Aufgabe - Gib aus dem Textauszug über den Rücktritt von Katrin Lange wortgetreu die Passage zwischen „Eine von der“ und „mehr einverstanden waren.“ wieder, beide Stellen eingeschlossen.

Textauszug -
────────

Eine von der Grünen Jugend gestartete Petition forderte Brandenburgs Ministerpräsidenten Dietmar Woidke (SPD) auf, seine Innenministerin Katrin Lange (SPD) zu entlassen. 1727 Unterschriften kamen innerhalb einer Woche zusammen. Am Freitag um 17.30 Uhr verkündete Lange ihren Rücktritt[1], zeigte aber wenig Einsicht. Sie inszenierte sich als Opfer einer ihrer Ansicht nach niederträchtigen Kampagne von Grünen, Linken und auch einigen Sozialdemokraten, die mit ihr nicht mehr einverstanden waren.
Langes Rücktritt sei längst überfällig gewesen, reagierte Landelin Winter von der Grünen Jugend. »Sie war nach der politisch motivierten Entlassung von Verfassungsschutzchef Jörg Müller[2] nicht mehr tragbar.«
Die Innenministerin hatte Müller am 6. Mai abgesägt, weil er sie erst kurz zuvor darüber informiert haben soll, dass der Verfassungsschutz den AfD-Landesverband bereits am 14. April von einem Verdachtsfall zur Kategorie »gesichert rechtsextremistisch« hochstufte. Es wurden aber Zweifel laut, ob Lange nicht schon deutlich früher Bescheid wusste und ihr die Einstufung einfach nicht passte. Denn sie wünscht sich statt eines möglichen AfD-Verbots eine inhaltliche Auseinandersetzung mit dieser Partei, um Wähler zurückzugewinnen. Lange, bis dahin offenbar in Unkenntnis darüber, dass der Landesverfassungsschutz unabhängig über Hochstufungen entscheiden konnte, änderte nach der Entlassung Müllers die entsprechende Dienstanweisung. Sie wollte darüber das letzte Wort haben.
»Innenministerin Lange hatte sich aus nicht nachvollziehbaren Gründen mit der Personalentscheidung politisch verrannt und konnte Zweifel an ihrer Darstellung des Hergangs nicht glaubhaft widerlegen, dies konnte deshalb kein gutes Ende nehmen«, sagte nun der Ex-Landtagsabgeordnete Matthias Stefke (Freie Wähler). Seiner Ansicht nach wäre der nächste Innenminister gut beraten, Jörg Müller wieder als Verfassungsschutzchef einzusetzen.
Ganz ähnlich äußerte sich der Linke-Landesvorsitzende Sebastian Walter. »Nur so kann weiterer Schaden abgewendet werden«, meinte er. Auch der Grünen-Landesvorsitzende Clemens Rostock verlangte, Jörg Müller zurückzuholen. »Er steht für eine glaubwürdige und konsequente Beobachtung verfassungsfeindlicher Kräfte – insbesondere der AfD«, sagte Rostock.

────────

Rohdaten -

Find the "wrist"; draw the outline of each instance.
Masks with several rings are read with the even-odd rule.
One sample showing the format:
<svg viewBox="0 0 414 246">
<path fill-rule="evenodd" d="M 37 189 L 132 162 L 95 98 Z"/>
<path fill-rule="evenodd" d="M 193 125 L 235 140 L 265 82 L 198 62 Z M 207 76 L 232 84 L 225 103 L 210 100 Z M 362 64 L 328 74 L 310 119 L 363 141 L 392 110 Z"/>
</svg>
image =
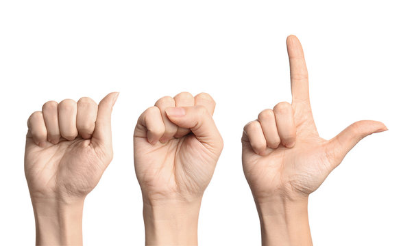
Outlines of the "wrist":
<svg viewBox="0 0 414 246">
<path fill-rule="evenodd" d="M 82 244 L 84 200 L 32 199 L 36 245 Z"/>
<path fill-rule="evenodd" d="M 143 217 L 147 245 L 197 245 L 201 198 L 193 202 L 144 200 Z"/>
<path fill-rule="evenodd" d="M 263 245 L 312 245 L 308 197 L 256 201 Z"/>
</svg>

────────

Lösung -
Eine von der Grünen Jugend gestartete Petition forderte Brandenburgs Ministerpräsidenten Dietmar Woidke (SPD) auf, seine Innenministerin Katrin Lange (SPD) zu entlassen. 1727 Unterschriften kamen innerhalb einer Woche zusammen. Am Freitag um 17.30 Uhr verkündete Lange ihren Rücktritt[1], zeigte aber wenig Einsicht. Sie inszenierte sich als Opfer einer ihrer Ansicht nach niederträchtigen Kampagne von Grünen, Linken und auch einigen Sozialdemokraten, die mit ihr nicht mehr einverstanden waren.